__Passage shown__.
------------

Wednesday, 09 February 2011
My youngest who is aged 7 with autism hates the thought of socializing at birthday parties and other similar events. Just the mention a friend’s birthday party invitation brings the little mite out in beads of sweat, making sure we understand that he’s not going to the party under any circumstances “send them a text now and tell them I’m not going, do it, do it now before it’s too late” is what we’ll get.
Before he was diagnosed with autism we just put it down to extreme shyness and nervousness, the hubbub of screaming kids, balloons popping and the happy birthday song were all too much, and the few parties we did attend saw us leaving early, and I mean early, usually before everyone had arrived. As it happens most people understand why he doesn’t enjoy the situation and usually left with a party bag and a balloon.
The only party that I’ve seen him enjoy was a soft-play activity area, he was agitated before we arrived but once we were there settled down, maybe it was because he could crawl into a ball pit and get away from the other kids? It’s difficult to say but we were relieved that he got some enjoyment out of it.

------------

__Work item__. Can you write out the post on birthday parties word for word, between "Wednesday, 09 February" and "and a balloon.", inclusive? The lines that follow have nothing to do with the post.

------------

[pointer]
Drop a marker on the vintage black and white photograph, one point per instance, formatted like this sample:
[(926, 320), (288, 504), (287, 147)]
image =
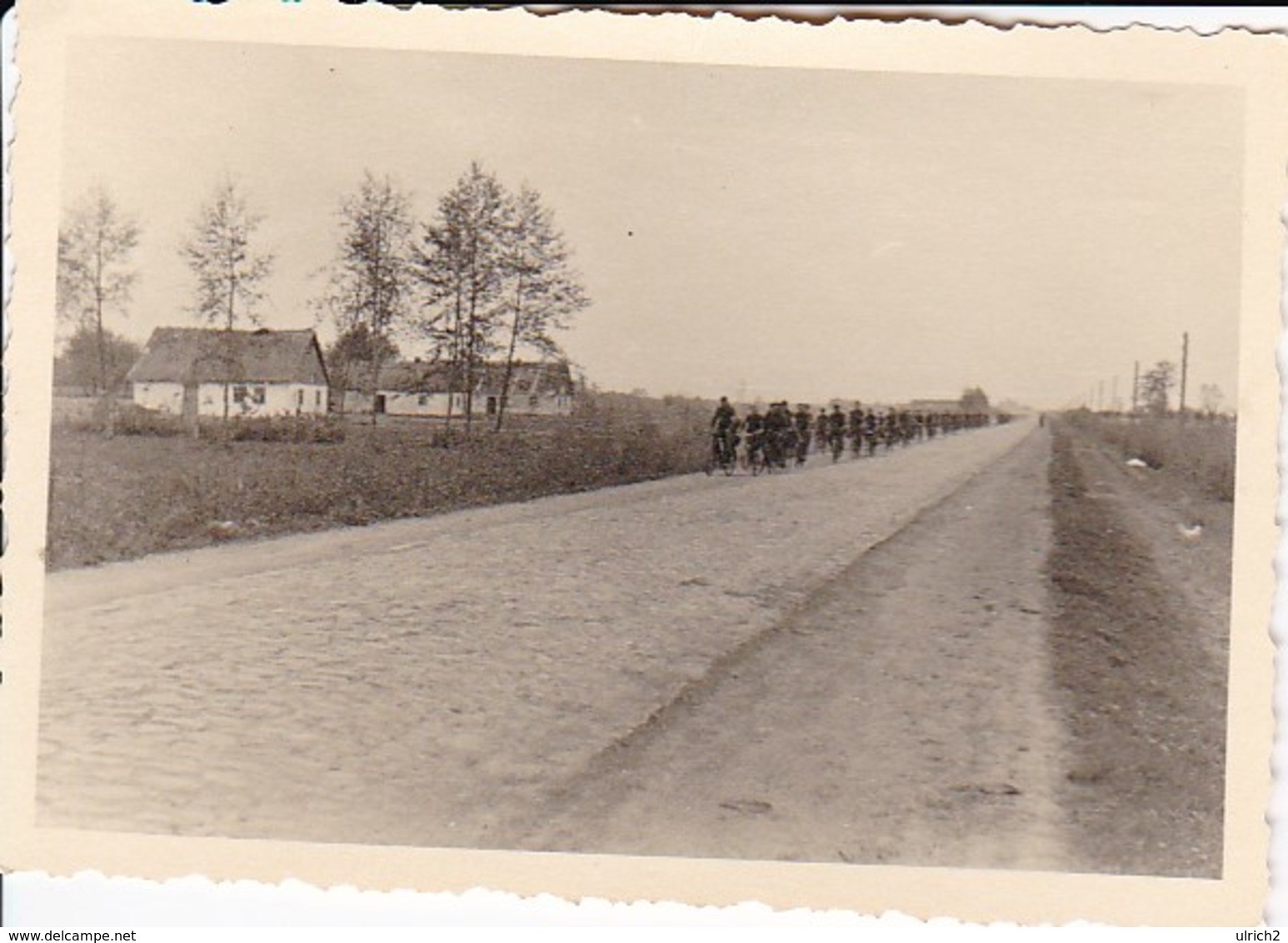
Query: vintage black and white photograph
[(658, 459)]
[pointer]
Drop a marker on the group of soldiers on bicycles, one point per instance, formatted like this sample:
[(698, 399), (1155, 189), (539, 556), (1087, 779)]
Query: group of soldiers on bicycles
[(781, 436)]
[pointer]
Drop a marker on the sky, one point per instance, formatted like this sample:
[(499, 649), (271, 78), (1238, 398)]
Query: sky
[(756, 232)]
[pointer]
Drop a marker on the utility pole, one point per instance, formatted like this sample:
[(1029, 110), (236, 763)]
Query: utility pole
[(1186, 365)]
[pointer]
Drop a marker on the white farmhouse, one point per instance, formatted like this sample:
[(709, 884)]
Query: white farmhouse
[(195, 372), (427, 389)]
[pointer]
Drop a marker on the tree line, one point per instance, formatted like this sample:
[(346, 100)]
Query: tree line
[(487, 276)]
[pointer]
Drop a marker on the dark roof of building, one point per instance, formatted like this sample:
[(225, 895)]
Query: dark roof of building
[(526, 379), (198, 355)]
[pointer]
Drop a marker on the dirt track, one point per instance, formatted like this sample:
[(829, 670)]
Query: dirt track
[(851, 662)]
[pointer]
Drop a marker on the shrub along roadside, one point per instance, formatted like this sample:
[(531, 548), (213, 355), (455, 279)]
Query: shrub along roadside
[(1200, 452), (125, 496)]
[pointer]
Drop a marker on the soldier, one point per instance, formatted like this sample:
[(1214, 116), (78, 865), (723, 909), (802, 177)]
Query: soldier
[(802, 423)]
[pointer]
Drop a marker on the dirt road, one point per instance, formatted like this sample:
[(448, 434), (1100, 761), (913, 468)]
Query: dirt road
[(901, 716), (849, 662)]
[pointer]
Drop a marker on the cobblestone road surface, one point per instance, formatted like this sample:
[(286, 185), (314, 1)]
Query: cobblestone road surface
[(424, 681)]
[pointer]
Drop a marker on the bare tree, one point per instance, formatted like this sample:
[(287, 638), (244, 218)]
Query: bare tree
[(351, 358), (1156, 384), (227, 267), (540, 290), (372, 283), (460, 266), (94, 275)]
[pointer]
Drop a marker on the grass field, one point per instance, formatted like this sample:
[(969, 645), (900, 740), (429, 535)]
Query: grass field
[(1197, 452), (133, 495)]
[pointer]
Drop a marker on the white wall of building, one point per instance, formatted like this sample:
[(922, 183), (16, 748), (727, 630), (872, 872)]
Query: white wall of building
[(250, 400)]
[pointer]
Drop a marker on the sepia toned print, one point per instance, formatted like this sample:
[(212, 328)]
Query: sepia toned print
[(800, 457)]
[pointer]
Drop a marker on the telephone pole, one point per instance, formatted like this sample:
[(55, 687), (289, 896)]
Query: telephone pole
[(1186, 365)]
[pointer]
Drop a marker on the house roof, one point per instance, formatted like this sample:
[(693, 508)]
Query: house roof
[(526, 379), (198, 355)]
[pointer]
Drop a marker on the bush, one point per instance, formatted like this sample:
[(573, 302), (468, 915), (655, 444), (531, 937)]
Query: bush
[(275, 429), (1200, 452), (134, 420)]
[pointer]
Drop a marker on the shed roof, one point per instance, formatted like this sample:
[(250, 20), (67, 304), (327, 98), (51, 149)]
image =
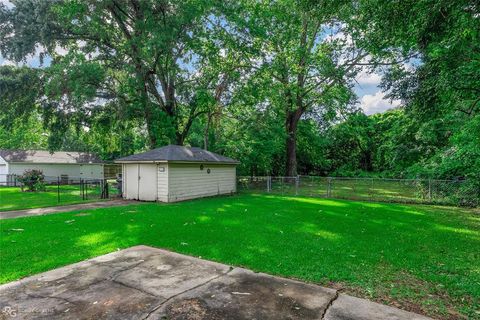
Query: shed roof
[(174, 153), (43, 156)]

------------

__Answer to this task__.
Wednesday, 09 February 2011
My youngest who is aged 7 with autism hates the thought of socializing at birthday parties and other similar events. Just the mention a friend’s birthday party invitation brings the little mite out in beads of sweat, making sure we understand that he’s not going to the party under any circumstances “send them a text now and tell them I’m not going, do it, do it now before it’s too late” is what we’ll get.
Before he was diagnosed with autism we just put it down to extreme shyness and nervousness, the hubbub of screaming kids, balloons popping and the happy birthday song were all too much, and the few parties we did attend saw us leaving early, and I mean early, usually before everyone had arrived. As it happens most people understand why he doesn’t enjoy the situation and usually left with a party bag and a balloon.